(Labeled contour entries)
........

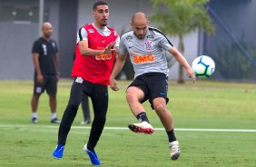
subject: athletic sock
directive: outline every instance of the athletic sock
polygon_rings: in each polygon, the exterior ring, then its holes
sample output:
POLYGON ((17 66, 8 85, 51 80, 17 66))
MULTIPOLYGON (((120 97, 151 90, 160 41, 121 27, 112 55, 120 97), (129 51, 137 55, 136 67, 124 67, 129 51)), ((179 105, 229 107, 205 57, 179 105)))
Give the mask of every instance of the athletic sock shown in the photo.
POLYGON ((147 117, 147 114, 145 112, 142 112, 139 114, 137 114, 136 118, 140 121, 140 122, 147 122, 149 123, 149 120, 147 117))
POLYGON ((172 129, 172 131, 169 131, 169 132, 166 131, 166 133, 167 133, 168 139, 169 139, 170 142, 177 141, 175 134, 174 134, 174 129, 172 129))
POLYGON ((37 113, 36 112, 32 113, 32 118, 37 118, 37 113))
POLYGON ((56 112, 52 112, 52 115, 51 115, 52 120, 56 117, 57 117, 56 112))

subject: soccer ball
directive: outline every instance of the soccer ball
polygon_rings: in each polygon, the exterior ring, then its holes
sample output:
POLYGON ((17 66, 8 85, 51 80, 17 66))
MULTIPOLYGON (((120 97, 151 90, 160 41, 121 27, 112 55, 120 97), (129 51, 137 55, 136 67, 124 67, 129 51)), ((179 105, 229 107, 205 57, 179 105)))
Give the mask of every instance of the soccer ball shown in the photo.
POLYGON ((211 57, 201 55, 192 61, 192 68, 196 77, 208 78, 215 71, 215 63, 211 57))

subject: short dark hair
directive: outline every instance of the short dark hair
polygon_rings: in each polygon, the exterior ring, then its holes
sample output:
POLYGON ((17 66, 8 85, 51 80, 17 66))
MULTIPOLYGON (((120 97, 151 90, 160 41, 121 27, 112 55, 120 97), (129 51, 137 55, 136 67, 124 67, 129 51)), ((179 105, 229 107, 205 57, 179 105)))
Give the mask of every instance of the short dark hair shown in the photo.
POLYGON ((104 1, 97 1, 94 3, 93 10, 97 9, 98 5, 107 5, 107 3, 104 1))

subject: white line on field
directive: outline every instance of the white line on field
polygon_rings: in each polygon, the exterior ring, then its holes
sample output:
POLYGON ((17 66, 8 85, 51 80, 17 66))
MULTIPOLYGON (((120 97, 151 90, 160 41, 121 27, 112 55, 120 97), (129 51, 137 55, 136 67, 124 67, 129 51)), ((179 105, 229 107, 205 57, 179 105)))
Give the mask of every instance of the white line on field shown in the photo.
MULTIPOLYGON (((34 124, 35 125, 35 124, 34 124)), ((32 125, 21 124, 0 124, 0 128, 31 128, 32 125)), ((38 125, 38 128, 59 128, 59 126, 38 125)), ((90 126, 72 126, 72 129, 91 129, 90 126)), ((126 127, 104 127, 105 130, 128 130, 126 127)), ((164 131, 163 128, 154 128, 155 131, 164 131)), ((255 129, 194 129, 194 128, 175 128, 175 131, 191 131, 191 132, 228 132, 228 133, 256 133, 255 129)))

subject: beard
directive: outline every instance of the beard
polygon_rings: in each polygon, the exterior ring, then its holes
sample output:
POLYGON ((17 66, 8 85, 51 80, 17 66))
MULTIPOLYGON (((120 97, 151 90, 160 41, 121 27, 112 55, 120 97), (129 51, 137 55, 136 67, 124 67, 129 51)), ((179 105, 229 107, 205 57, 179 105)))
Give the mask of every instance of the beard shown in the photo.
POLYGON ((107 23, 102 23, 101 25, 102 25, 102 26, 106 26, 106 25, 107 25, 107 23))

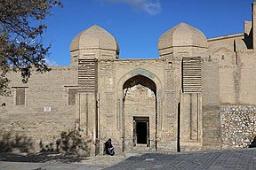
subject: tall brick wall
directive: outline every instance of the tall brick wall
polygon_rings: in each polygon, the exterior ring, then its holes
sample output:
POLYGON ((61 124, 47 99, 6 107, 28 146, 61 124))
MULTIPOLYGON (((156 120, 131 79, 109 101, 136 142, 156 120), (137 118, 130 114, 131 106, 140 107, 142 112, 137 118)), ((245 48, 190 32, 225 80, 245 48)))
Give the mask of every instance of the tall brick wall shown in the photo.
POLYGON ((55 143, 62 131, 72 130, 76 106, 68 105, 68 89, 77 87, 76 74, 76 66, 56 66, 45 73, 33 72, 24 84, 20 73, 10 73, 12 95, 0 97, 0 104, 5 104, 0 106, 0 140, 10 133, 27 140, 33 145, 30 149, 38 151, 40 141, 44 145, 55 143), (25 87, 25 105, 15 104, 17 87, 25 87), (48 111, 51 107, 51 112, 44 112, 44 107, 48 111))
POLYGON ((202 61, 203 149, 221 148, 219 111, 219 64, 202 61))

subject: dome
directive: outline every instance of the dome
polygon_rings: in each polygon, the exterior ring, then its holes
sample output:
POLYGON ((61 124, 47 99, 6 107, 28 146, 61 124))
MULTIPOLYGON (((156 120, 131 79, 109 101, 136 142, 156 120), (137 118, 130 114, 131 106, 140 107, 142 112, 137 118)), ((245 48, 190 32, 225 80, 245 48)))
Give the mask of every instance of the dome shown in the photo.
POLYGON ((82 49, 103 49, 116 50, 119 45, 114 36, 102 27, 94 25, 77 35, 71 42, 70 52, 82 49))
POLYGON ((207 39, 199 29, 180 23, 166 31, 158 40, 158 50, 183 46, 207 48, 207 39))

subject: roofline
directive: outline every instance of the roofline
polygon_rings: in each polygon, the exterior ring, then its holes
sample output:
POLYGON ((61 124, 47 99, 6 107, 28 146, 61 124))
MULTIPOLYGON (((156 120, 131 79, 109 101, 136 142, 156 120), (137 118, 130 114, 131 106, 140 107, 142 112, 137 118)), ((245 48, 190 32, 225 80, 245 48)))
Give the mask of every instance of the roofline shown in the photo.
POLYGON ((229 39, 229 38, 236 38, 239 36, 244 37, 244 33, 237 33, 237 34, 233 34, 233 35, 222 35, 222 36, 216 36, 212 38, 208 38, 208 42, 212 42, 212 41, 217 41, 217 40, 223 40, 223 39, 229 39))

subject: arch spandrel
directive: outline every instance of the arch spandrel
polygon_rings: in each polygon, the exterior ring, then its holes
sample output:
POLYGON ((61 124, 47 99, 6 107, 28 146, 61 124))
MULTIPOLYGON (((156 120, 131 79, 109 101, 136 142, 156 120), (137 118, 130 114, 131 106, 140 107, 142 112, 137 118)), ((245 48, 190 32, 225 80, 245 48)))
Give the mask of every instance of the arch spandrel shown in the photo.
POLYGON ((137 68, 134 69, 132 71, 130 71, 129 73, 125 73, 120 80, 118 82, 118 97, 122 97, 123 96, 123 86, 124 84, 124 82, 126 81, 128 81, 129 79, 136 76, 136 75, 143 75, 148 79, 150 79, 151 81, 153 81, 156 86, 156 97, 157 99, 161 99, 163 98, 163 86, 161 83, 161 81, 159 80, 159 78, 153 73, 145 70, 143 68, 137 68))

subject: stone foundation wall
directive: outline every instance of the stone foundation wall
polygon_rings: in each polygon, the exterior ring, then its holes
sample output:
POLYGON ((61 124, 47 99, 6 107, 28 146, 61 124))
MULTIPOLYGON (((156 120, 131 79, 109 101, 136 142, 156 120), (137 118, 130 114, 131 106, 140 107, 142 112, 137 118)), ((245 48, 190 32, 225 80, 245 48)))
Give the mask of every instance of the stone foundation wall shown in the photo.
POLYGON ((256 106, 221 106, 220 120, 222 149, 253 147, 256 106))

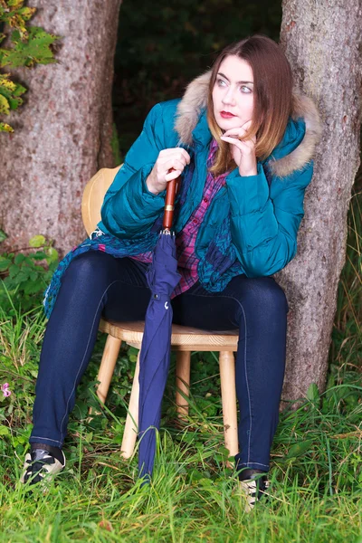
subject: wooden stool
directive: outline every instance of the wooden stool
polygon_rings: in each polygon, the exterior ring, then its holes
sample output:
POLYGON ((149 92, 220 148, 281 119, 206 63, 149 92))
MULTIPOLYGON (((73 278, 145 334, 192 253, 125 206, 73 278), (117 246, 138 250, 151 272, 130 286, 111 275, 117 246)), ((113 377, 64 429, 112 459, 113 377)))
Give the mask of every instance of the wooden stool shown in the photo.
MULTIPOLYGON (((106 400, 122 340, 128 345, 140 349, 144 326, 143 320, 134 322, 100 320, 100 330, 108 334, 98 374, 98 380, 100 384, 97 395, 101 402, 104 403, 106 400)), ((237 350, 238 338, 238 329, 230 332, 210 333, 177 324, 172 325, 171 349, 176 351, 176 385, 186 396, 189 395, 191 351, 219 351, 224 436, 225 447, 229 450, 229 456, 234 456, 239 452, 235 360, 233 357, 233 351, 237 350)), ((140 350, 137 358, 121 445, 121 453, 124 458, 129 458, 133 454, 138 434, 139 356, 140 350)), ((185 398, 178 391, 176 393, 176 405, 178 418, 185 420, 186 415, 188 414, 188 404, 185 403, 185 398)), ((227 462, 226 465, 233 467, 230 462, 227 462)))
MULTIPOLYGON (((122 165, 113 169, 101 168, 87 183, 81 199, 81 216, 89 235, 95 230, 100 221, 100 207, 104 195, 114 180, 122 165)), ((144 330, 144 321, 109 322, 100 320, 100 330, 108 334, 103 357, 100 363, 98 380, 100 382, 97 395, 101 402, 105 402, 114 367, 122 340, 140 349, 144 330)), ((190 357, 191 351, 219 351, 219 366, 221 379, 221 395, 223 404, 224 434, 225 447, 230 456, 238 452, 235 363, 233 352, 237 350, 239 330, 228 332, 209 332, 174 324, 172 326, 171 349, 176 351, 176 385, 188 396, 190 386, 190 357)), ((129 458, 134 451, 138 424, 139 397, 139 353, 137 359, 136 372, 126 419, 126 426, 122 441, 122 455, 129 458), (133 419, 133 420, 132 420, 133 419)), ((184 418, 188 414, 188 404, 180 392, 176 394, 177 416, 184 418)), ((227 462, 228 467, 233 467, 227 462)))

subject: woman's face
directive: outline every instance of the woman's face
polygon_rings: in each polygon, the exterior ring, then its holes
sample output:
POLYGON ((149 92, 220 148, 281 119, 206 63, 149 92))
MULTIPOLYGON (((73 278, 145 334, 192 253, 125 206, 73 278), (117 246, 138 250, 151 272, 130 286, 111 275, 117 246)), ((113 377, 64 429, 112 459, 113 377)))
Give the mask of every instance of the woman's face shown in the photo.
POLYGON ((214 115, 223 130, 251 120, 253 109, 253 76, 250 64, 235 55, 220 64, 213 90, 214 115), (223 115, 224 112, 233 116, 223 115))

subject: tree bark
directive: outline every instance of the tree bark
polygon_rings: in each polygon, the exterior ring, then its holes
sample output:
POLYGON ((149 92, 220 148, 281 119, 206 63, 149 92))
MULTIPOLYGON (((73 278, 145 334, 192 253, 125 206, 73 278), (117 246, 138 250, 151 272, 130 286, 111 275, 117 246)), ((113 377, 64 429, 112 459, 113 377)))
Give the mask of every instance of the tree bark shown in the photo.
POLYGON ((281 45, 296 83, 319 108, 323 135, 297 256, 275 276, 290 305, 281 410, 304 397, 311 383, 319 393, 326 386, 347 215, 359 166, 362 29, 360 0, 283 0, 282 8, 281 45))
MULTIPOLYGON (((59 63, 7 70, 28 89, 2 135, 0 221, 5 248, 34 234, 61 254, 86 237, 81 201, 87 181, 113 167, 111 90, 121 0, 33 0, 32 24, 61 35, 59 63)), ((3 245, 4 247, 4 245, 3 245)))

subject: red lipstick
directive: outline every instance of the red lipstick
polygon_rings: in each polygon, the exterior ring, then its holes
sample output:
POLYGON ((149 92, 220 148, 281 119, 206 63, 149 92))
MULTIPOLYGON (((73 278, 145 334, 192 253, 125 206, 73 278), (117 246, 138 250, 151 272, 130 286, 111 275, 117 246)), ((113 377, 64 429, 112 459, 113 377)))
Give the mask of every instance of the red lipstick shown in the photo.
POLYGON ((220 115, 223 119, 232 119, 232 117, 236 117, 236 115, 233 115, 233 113, 229 113, 228 111, 220 111, 220 115))

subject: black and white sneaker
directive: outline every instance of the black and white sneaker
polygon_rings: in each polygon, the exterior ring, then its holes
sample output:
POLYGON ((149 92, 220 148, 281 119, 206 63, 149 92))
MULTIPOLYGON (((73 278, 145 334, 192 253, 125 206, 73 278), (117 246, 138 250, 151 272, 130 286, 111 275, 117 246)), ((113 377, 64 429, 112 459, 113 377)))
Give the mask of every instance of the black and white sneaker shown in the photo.
POLYGON ((264 472, 253 469, 243 470, 239 475, 239 488, 242 491, 244 511, 250 513, 255 507, 255 502, 263 498, 268 500, 270 481, 264 472), (264 473, 264 475, 262 475, 264 473))
MULTIPOLYGON (((46 479, 50 481, 65 466, 65 456, 62 451, 63 462, 52 456, 52 452, 44 449, 33 449, 25 455, 23 474, 20 482, 29 484, 43 483, 46 479)), ((44 490, 46 488, 44 487, 44 490)))

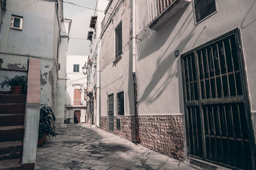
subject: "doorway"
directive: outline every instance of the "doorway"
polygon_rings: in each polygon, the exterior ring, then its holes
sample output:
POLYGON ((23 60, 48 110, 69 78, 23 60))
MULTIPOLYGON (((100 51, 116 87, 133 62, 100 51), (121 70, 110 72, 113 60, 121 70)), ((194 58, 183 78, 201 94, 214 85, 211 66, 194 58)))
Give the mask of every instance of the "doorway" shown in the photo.
POLYGON ((80 124, 81 120, 81 110, 74 110, 74 123, 80 124))
POLYGON ((238 29, 182 55, 188 156, 254 169, 238 29))
POLYGON ((108 130, 114 131, 114 95, 108 96, 108 130))

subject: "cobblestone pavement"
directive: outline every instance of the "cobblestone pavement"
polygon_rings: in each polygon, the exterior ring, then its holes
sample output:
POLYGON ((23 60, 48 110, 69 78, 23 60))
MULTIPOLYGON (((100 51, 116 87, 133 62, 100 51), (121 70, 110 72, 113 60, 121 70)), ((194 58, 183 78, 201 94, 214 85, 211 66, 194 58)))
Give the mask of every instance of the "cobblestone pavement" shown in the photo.
POLYGON ((37 149, 36 169, 186 169, 182 162, 87 124, 68 125, 37 149))

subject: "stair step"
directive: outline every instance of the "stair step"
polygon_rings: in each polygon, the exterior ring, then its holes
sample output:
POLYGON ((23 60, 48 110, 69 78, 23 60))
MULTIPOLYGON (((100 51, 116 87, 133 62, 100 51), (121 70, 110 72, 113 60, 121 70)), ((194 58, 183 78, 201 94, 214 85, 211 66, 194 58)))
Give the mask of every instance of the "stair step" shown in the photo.
POLYGON ((0 142, 22 140, 23 135, 23 125, 0 127, 0 142))
POLYGON ((20 159, 17 159, 0 160, 0 169, 20 169, 20 159))
POLYGON ((0 114, 25 113, 25 103, 0 104, 0 114))
POLYGON ((0 160, 21 159, 22 150, 22 141, 0 142, 0 160))
POLYGON ((0 126, 22 125, 24 116, 24 113, 0 114, 0 126))
POLYGON ((26 95, 21 94, 0 94, 0 104, 3 103, 26 103, 26 95))

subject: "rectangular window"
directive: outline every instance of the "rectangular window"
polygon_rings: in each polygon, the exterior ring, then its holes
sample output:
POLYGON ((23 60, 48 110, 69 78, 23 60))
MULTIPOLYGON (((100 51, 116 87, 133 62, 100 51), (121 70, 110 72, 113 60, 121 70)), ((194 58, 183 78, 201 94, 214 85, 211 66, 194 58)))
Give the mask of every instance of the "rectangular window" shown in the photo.
POLYGON ((13 29, 22 30, 23 17, 12 15, 11 28, 13 29))
POLYGON ((74 64, 73 72, 79 72, 79 64, 74 64))
POLYGON ((116 32, 116 58, 117 58, 122 53, 122 22, 115 29, 115 32, 116 32))
POLYGON ((196 23, 217 10, 215 0, 194 0, 194 5, 196 23))
POLYGON ((81 92, 80 89, 74 89, 74 105, 81 104, 81 92))
POLYGON ((114 131, 114 95, 108 96, 108 130, 114 131))
POLYGON ((117 93, 117 115, 124 115, 124 91, 117 93))

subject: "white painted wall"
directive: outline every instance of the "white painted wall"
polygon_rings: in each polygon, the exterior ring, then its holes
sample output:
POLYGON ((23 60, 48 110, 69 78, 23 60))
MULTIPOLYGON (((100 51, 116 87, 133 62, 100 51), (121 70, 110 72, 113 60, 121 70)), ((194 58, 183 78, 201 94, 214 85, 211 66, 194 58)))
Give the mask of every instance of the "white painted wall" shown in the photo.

........

Rewrite the stretch from the line containing "subject: white line on field" through the line containing "POLYGON ((107 23, 102", replacing "outline" with "trace" and leaving everything else unchanged.

subject: white line on field
directive: trace every instance of the white line on field
polygon_rings: in each polygon, the exterior ring, then its holes
sample output:
POLYGON ((17 66, 8 85, 51 80, 17 66))
MULTIPOLYGON (((120 97, 151 90, 160 41, 121 27, 112 55, 120 97), (129 51, 137 55, 136 67, 124 67, 129 51)), ((179 105, 229 107, 205 57, 179 105)))
Give the mask of every instance of the white line on field shown in the photo.
MULTIPOLYGON (((34 124, 35 125, 35 124, 34 124)), ((32 125, 21 124, 0 124, 0 128, 31 128, 32 125)), ((38 125, 38 128, 59 128, 59 126, 38 125)), ((90 126, 72 126, 72 129, 91 129, 90 126)), ((126 127, 104 127, 105 130, 128 130, 126 127)), ((164 131, 163 128, 154 128, 155 131, 164 131)), ((255 129, 194 129, 194 128, 175 128, 175 131, 191 131, 191 132, 228 132, 228 133, 256 133, 255 129)))

subject: beard
directive: trace every instance of the beard
polygon_rings: in each polygon, the exterior ring, then its holes
sample output:
POLYGON ((17 66, 8 85, 51 80, 17 66))
MULTIPOLYGON (((120 97, 151 90, 160 41, 121 27, 112 55, 120 97), (129 51, 137 55, 136 67, 124 67, 129 51)), ((179 105, 229 107, 205 57, 179 105)))
Give the mask of every instance of the beard shown in the photo.
POLYGON ((107 23, 102 23, 101 25, 102 25, 102 26, 106 26, 106 25, 107 25, 107 23))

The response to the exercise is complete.